◆ Page extract
When Bob spoke with former Castlevania director Koji Igarashi a few weeks ago about IGA's new project Bloodstained: Ritual of the Night on the eve of its Kickstarter campaign, no one could have foreseen just how well the campaign would fare. Its success seemed a given, but who knew that it would smash the service's crowdfunding records for video games?
I had the opportunity to meet up with Igarashi last week as E3 2015 wound down, a chance to discuss the project now that its future (and the enormous groundswell of support for it) had become more certain. Though clearly exhausted from jet lag and the manic pace of his fundraising campaign, he nevertheless seemed in good spirits — and understandably so — as we spoke about his plans for Bloodstained.
USgamer: First, congratulations on your Kickstarter success. What are your thoughts on that? It's quite a milestone.
Koji Igarashi: I never expected it to blow up like it did. I expected it to be a little small thing and hopefully barely slide through to the point where I could make a game for the first time in several years. Then it just got crazy. There was so much support and funding that came in. It made me realize how powerful the desire to see these games again was and just how supportive even a single person can be to try and get you from point A to point B. That Point B being my dream of being able to make another game — so I was humbled by seeing all of that support.

◆ Direction A
Please identify every line in the rows below that contains the string "barrier", and copy each one out. Case counts.

◆ Recorded information
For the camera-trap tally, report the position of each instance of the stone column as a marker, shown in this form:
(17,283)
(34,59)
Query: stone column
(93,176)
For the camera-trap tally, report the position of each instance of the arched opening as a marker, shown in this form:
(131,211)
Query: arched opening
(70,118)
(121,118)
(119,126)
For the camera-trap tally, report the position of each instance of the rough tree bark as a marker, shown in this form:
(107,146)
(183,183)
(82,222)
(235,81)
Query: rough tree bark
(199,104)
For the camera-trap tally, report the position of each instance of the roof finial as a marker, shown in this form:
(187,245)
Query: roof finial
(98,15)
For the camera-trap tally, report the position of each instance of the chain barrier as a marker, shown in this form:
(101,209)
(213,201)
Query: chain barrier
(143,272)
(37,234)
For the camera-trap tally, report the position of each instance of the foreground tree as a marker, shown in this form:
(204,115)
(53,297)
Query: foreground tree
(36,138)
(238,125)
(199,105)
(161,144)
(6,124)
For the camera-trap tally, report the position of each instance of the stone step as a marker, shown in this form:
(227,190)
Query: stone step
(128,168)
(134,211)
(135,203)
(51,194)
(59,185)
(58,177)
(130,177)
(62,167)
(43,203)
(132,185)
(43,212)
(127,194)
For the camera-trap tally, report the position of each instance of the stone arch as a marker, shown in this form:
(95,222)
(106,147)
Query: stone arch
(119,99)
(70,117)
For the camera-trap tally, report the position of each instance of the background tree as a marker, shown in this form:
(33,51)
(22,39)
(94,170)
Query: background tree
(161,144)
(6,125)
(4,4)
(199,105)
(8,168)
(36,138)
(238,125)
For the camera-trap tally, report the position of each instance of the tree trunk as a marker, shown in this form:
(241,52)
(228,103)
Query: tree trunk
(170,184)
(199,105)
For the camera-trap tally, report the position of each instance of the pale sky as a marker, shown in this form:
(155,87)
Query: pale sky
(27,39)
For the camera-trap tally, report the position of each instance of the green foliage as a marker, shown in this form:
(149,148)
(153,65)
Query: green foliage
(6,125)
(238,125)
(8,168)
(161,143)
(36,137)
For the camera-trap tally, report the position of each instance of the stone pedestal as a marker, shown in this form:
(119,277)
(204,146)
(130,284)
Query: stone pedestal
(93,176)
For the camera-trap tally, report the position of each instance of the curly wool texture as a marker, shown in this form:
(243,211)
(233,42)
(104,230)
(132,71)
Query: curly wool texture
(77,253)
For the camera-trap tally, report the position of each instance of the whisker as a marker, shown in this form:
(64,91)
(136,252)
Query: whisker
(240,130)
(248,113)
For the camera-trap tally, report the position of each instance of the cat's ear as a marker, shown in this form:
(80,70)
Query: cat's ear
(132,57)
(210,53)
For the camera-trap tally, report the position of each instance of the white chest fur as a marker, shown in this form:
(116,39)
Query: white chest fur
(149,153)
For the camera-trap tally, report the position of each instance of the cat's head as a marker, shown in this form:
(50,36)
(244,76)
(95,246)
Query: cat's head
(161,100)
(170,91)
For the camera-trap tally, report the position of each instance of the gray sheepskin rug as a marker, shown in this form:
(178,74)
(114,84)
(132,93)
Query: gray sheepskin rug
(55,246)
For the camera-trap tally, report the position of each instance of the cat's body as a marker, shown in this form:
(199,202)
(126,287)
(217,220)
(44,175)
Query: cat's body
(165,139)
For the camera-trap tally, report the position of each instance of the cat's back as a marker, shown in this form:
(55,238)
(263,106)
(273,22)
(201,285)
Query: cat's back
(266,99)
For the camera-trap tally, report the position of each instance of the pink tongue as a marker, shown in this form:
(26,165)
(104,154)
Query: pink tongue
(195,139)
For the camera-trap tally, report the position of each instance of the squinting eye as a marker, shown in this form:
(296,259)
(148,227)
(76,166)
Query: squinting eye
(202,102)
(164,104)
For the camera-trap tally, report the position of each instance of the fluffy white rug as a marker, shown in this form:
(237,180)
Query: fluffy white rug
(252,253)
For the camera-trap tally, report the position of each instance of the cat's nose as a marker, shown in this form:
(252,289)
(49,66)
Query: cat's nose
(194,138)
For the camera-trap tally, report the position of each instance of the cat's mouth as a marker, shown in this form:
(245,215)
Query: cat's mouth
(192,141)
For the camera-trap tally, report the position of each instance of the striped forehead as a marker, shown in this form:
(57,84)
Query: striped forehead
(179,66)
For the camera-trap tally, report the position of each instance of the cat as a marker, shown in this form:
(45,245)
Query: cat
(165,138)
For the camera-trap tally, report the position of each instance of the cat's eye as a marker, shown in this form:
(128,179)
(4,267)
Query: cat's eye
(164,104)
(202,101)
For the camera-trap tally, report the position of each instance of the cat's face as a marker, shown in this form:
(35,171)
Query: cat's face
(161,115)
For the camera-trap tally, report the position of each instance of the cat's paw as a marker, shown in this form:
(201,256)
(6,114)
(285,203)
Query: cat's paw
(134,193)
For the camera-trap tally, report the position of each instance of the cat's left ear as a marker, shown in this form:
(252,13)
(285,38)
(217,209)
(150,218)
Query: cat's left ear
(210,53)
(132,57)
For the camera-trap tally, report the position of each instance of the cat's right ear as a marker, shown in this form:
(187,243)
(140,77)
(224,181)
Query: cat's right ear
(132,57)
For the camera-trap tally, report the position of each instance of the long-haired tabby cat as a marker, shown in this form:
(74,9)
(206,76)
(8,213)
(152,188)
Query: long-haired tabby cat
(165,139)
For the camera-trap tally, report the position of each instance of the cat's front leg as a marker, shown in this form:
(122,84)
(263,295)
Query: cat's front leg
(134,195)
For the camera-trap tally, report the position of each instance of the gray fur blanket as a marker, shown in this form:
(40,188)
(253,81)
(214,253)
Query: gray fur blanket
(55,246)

◆ Direction B
List each distinct name that the interview with Koji Igarashi uses to refer to him.

◆ Complete response A
For the camera-trap tally, report the position of each instance of the chain barrier as a marker, shown in this form:
Query: chain barrier

◆ Complete response B
Koji Igarashi
IGA
Igarashi